### PROMPT 1
Return, copied exactly, the part of the methods text that opens with the words containing "CA19-9 levels of" and closes with "manufacturer’s instructions(Roche, USA).".
### PROMPT 2
For each statement below, answer yes or no based on the methods text, and quote the words that decide it: (a) In the SID-MRM analysis, SIS peptide was tested in triplicate to build a standard curve. (b) The MRM separation used a 120-minute gradient. (c) CA19-9 levels were measured in 52 serum samples.

### EXCERPTED TEXT
——
P-MRM and SID-MRM analysis

P-MRM: A total of 96 crude peptides were synthesized corresponding to the 49 proteins according to the identification of 1D-targeted LC MS/MS. 4 to 10 b- or y- fragment ions were chosen as the candidate transition according to their LC-MS/MS spectrum. A exogenous peptide (DIPVPKPK, K was labeled with 13C and 15N)was added to each digested serum samples to a final concentration of 20 fmol/uL as an internal standards.1 pmol of each crude peptides and 2ug of digested peptides from each of the 52 crude serum samples were analyzed separately.

SID-MRM: For absolute quantification of 4 candidate proteins, 4 stable isotope-labeled peptides corresponding to the best performance peptides of targeted proteins were synthesized (Arginine or Lysine of each peptide were isotope labeled at 13C and 15N,Bankpeptide, Ltd, China). SIS peptide of4-5 orders of magnitude were added to the digested serum proteins and tested in triplicate to construct a standard curve. SIS peptides were spiked-in each sample to a certain concentration(THLAPYSDELR(APOA1):1pmol/uL, VTEPISAESGEQVER(APOL1):10fmol/uL, WVQTLSEQVQEELLSSQVTQELR (APOE): 0.5 pmol/uL, DYIFGNYIER(ITIH3):5 fmol/uL ). 1 ugproteotypic peptides of each sample were applied for analysis.

All the MRM analysis was performed on a 6500 QRTAP hybrid triple quadrupole/liner ion trap mass spectrometry (AB Sciex, CA) interfaced with UPLC systems (Eksigent, CA ). Peptide of each sample was loaded and separated at a flow rate of 300nl/min using a 90 min gradient, consisting of 5% solution B( 0.1% formic acid in acetonitrile) for 5min, 5% to 25% solution B for 50 min, 25% to 35% solution B for 10 min, 35% to 80% solution B for 5 min, 80% solution B for 3 min, and 80% to 5% solution for 3 min, 5% solution B for 10 min to equilibrate the column. The instrument settings were: ion-spray capillary voltage: 2300 V, interface temperature :150℃,gas flow rate: 20L/min. All the MRM data were processed using Skyline software.

Immunoassay measurement of CA19-9 level

CA19-9 levels of the 100 serum samples tested in SID-MRM analysis were determined by electrochemiluminescence immunoassay (double-antibody sandwich ELISA) on a Roche cobas e 602 module according to the manufacturer’s instructions(Roche, USA).
——
### RECORD SET
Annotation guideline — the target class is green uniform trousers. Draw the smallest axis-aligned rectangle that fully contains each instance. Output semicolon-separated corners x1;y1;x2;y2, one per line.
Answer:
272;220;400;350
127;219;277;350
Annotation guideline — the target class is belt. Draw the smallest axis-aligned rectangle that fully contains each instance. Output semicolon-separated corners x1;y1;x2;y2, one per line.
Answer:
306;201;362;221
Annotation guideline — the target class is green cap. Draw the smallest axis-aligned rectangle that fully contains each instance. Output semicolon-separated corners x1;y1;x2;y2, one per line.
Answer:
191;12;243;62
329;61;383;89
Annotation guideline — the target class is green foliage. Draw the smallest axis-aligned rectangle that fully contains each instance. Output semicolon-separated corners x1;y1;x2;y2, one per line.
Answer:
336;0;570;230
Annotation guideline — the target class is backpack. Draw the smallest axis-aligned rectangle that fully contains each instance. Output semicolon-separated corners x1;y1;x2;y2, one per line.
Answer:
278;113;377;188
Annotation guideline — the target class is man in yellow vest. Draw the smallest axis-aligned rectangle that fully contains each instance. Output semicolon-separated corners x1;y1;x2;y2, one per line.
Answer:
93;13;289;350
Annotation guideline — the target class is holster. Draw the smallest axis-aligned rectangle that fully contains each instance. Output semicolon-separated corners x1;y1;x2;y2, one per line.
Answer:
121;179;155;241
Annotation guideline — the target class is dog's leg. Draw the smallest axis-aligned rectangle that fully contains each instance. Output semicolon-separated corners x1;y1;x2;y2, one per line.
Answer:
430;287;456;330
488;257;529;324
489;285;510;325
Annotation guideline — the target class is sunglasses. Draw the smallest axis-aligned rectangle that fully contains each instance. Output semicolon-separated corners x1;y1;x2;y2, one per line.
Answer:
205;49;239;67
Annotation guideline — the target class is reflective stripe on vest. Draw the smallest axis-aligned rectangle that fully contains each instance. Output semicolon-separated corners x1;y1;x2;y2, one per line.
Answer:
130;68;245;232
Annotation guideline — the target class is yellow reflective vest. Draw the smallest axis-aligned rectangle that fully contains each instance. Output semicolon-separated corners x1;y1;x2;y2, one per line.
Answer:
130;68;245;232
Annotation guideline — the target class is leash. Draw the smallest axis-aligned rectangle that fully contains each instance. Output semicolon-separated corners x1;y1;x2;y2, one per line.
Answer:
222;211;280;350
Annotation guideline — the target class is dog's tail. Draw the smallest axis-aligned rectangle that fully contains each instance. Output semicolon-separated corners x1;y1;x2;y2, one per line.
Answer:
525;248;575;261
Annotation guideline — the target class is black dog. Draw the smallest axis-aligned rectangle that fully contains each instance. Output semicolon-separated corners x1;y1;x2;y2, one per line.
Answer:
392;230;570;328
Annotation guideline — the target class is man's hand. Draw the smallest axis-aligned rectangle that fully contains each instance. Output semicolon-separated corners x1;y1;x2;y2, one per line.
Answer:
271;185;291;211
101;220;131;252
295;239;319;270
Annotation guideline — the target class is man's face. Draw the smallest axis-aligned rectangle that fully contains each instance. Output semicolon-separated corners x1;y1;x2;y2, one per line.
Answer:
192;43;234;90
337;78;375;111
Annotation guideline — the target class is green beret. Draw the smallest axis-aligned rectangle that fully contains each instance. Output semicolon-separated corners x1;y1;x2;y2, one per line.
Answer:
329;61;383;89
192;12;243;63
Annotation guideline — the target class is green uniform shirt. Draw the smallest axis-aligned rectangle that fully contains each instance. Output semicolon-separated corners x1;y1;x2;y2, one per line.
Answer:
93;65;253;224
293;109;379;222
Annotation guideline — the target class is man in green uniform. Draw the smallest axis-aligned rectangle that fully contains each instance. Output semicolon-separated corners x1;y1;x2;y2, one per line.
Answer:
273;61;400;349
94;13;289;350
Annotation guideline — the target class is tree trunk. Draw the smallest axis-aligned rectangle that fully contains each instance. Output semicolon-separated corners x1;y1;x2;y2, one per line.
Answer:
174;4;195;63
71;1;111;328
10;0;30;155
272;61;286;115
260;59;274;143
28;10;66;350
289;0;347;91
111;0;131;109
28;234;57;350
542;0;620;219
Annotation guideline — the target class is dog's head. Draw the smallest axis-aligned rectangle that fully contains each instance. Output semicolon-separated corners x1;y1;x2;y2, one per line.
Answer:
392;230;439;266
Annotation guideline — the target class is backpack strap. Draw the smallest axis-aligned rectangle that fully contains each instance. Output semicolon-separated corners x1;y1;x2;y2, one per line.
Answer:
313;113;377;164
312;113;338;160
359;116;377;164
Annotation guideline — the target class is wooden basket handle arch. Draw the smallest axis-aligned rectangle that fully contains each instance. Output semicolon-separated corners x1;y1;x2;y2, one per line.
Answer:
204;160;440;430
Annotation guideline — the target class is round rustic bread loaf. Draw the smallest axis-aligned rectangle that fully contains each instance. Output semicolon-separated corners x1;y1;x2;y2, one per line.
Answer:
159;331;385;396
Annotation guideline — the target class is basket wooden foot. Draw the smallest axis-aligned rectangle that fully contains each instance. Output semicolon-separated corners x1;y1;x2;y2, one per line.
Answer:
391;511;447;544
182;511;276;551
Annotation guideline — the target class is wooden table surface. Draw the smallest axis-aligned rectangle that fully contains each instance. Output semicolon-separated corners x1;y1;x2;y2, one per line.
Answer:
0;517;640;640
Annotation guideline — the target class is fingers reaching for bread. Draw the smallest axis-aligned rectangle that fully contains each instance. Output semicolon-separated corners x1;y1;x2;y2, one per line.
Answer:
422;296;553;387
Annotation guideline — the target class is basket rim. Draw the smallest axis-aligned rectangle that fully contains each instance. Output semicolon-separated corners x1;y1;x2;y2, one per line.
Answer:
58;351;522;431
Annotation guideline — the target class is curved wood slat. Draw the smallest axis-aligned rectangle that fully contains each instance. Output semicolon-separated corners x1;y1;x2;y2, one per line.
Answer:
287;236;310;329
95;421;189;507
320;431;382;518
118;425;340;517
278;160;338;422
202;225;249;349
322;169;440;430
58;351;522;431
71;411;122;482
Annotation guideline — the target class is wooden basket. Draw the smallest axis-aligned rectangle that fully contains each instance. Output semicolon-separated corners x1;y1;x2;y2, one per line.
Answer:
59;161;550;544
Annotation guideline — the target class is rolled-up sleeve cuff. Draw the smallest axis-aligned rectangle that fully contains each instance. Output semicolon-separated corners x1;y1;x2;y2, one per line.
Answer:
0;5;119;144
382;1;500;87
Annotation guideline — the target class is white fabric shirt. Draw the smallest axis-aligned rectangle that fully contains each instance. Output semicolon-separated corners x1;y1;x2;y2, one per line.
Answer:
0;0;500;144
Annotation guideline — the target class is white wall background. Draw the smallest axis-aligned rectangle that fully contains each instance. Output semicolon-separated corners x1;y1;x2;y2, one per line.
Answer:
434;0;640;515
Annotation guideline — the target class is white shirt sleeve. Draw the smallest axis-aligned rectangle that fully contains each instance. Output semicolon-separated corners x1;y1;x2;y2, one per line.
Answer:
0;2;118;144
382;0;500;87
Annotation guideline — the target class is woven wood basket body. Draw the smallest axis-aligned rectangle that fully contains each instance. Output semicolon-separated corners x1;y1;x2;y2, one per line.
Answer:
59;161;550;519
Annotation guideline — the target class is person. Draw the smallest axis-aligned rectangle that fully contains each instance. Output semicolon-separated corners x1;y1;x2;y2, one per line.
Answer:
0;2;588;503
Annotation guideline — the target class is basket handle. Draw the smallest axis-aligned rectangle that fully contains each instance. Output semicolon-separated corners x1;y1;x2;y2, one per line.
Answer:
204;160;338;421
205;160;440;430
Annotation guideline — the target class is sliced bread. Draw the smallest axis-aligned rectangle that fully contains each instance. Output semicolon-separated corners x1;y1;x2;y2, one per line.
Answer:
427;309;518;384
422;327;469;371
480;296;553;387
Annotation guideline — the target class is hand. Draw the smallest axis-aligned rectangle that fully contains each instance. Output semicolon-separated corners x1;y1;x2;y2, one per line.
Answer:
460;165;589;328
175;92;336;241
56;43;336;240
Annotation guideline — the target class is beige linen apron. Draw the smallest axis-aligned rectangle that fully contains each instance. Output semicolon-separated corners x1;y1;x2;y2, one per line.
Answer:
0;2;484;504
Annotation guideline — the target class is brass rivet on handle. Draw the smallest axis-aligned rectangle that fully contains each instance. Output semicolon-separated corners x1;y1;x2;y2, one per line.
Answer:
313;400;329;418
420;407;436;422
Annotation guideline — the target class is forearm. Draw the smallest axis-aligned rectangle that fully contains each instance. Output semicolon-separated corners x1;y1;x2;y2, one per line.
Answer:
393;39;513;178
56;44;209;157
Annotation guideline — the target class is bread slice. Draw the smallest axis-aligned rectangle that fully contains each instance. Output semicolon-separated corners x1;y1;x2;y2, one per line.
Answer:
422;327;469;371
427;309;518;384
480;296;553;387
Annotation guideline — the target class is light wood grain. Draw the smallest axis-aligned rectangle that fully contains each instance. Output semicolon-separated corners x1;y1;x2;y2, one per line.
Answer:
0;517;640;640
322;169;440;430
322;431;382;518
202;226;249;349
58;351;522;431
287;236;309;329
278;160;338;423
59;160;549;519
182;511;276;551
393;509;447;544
——
### RESPONSE 1
CA19-9 levels of the 100 serum samples tested in SID-MRM analysis were determined by electrochemiluminescence immunoassay (double-antibody sandwich ELISA) on a Roche cobas e 602 module according to the manufacturer’s instructions(Roche, USA).

### RESPONSE 2
(a) Yes: "tested in triplicate to construct a standard curve"
(b) No: "using a 90 min gradient"
(c) No: "CA19-9 levels of the 100 serum samples tested in SID-MRM analysis"